EXTRACT =>
════════════════════
Overview
serde
is the most used Serialization/Deserialization library in the Rust ecosystem. It is easy to use, thanks to its annotation based macros and, due to the community, has a multitude of supported formats. But how does it work? How does serde
manage to take your data structure and seamlessly serialize and deserialize it? How can code from two different crates interoperate so well? I will try to answer these questions with this small workshop. In the process we will make our own toy implementation of serde
, and then expand it to understand why serde
is written the way it is.
Getting Started
If you want to follow at home, be sure to have an up-to-date rust compiler.
Let’s start by defining the end product of what we want to achieve for now: Deserializing a custom struct.
#[derive(Debug)]
struct Information {
orders: Vec<u32>,
name: String,
value: f32,
}
impl Deserialize for Information {
// To be determined
}
let input = r#"
orders = 25, 123, 42
name = "Hello World"
value = 13.37
"#;
let info: Information = deserialize_from_string(input);
println!("{info:#?}");
It’s a rough outline, but it shows what we want to ultimately achieve: Given a string of data, we want to deserialize it into our typed struct.
Writing the Deserialize
definition and implementation
To get a good idea of what kind of data we might need, let’s start by writing the Deserialize
implementation. Designing data flow from the back to the front is in my opinion the ideal way to proceed, as this allows you to see what is required from what comes before.
════════════════════
AIM 1 =>
From the serde tutorial, return the stretch from "Getting Started" through "a custom struct." word for word.
AIM 2 =>
Translate this sentence from the serde tutorial into Spanish: "If you want to follow at home, be sure to have an up-to-date rust compiler."

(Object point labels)
════════════════════
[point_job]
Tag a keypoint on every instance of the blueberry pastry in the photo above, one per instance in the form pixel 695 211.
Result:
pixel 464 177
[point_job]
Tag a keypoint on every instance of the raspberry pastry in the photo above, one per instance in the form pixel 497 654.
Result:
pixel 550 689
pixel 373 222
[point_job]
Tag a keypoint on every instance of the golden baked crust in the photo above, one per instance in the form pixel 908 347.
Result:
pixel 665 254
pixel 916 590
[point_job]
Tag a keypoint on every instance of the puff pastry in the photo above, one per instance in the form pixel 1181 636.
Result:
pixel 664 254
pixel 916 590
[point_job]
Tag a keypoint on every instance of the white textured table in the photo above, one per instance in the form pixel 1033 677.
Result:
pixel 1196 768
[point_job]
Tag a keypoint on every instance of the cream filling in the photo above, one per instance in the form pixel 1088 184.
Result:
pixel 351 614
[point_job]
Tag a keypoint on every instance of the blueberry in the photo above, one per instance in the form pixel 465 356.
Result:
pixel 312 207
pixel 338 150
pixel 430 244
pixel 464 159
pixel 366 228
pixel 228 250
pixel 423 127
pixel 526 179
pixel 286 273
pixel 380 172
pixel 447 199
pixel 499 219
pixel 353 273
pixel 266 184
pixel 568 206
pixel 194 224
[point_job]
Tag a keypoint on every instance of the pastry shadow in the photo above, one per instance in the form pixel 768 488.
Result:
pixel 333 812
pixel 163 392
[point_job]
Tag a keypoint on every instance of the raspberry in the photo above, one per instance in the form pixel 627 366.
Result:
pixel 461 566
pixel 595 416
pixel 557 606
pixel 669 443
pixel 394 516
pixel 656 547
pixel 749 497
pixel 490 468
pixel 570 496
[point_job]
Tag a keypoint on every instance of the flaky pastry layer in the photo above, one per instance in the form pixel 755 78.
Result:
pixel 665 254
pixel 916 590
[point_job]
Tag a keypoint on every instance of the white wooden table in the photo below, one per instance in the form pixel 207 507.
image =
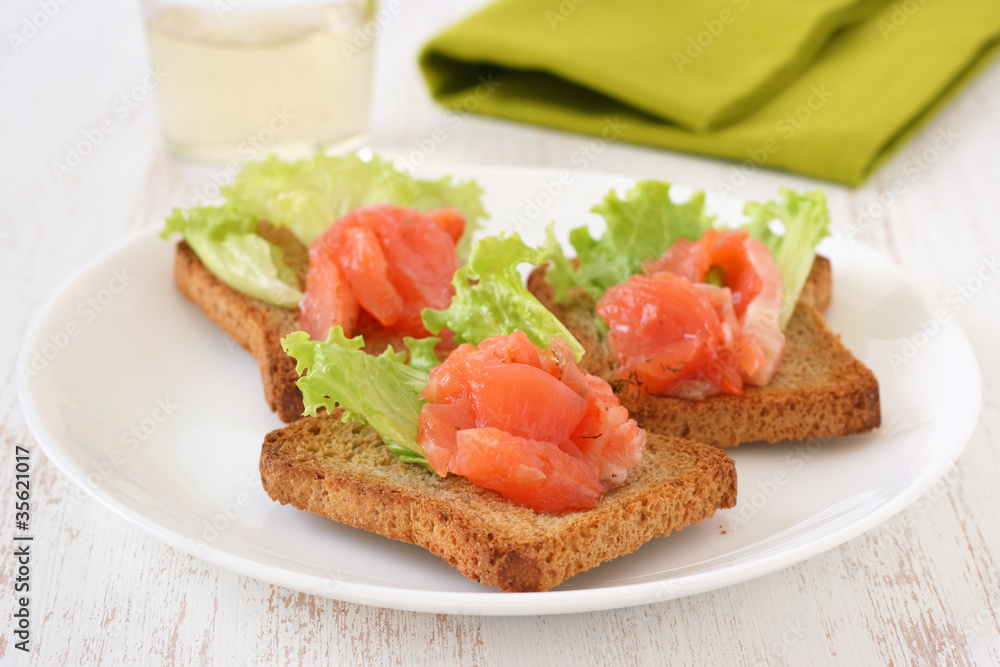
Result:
pixel 923 588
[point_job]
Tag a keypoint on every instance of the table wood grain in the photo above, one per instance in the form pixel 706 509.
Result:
pixel 922 589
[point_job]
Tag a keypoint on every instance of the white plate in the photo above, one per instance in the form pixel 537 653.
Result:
pixel 141 401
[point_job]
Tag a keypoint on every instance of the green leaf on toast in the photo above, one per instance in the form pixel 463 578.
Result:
pixel 804 221
pixel 227 243
pixel 388 397
pixel 491 298
pixel 308 196
pixel 642 225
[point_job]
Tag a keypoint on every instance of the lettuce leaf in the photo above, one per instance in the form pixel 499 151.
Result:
pixel 381 391
pixel 308 196
pixel 491 298
pixel 804 220
pixel 642 225
pixel 226 241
════════════════════
OUTPUT 1 =>
Getting Started
If you want to follow at home, be sure to have an up-to-date rust compiler.
Let’s start by defining the end product of what we want to achieve for now: Deserializing a custom struct.

OUTPUT 2 =>
Si quieres seguirlo en casa, asegúrate de tener un compilador de rust actualizado.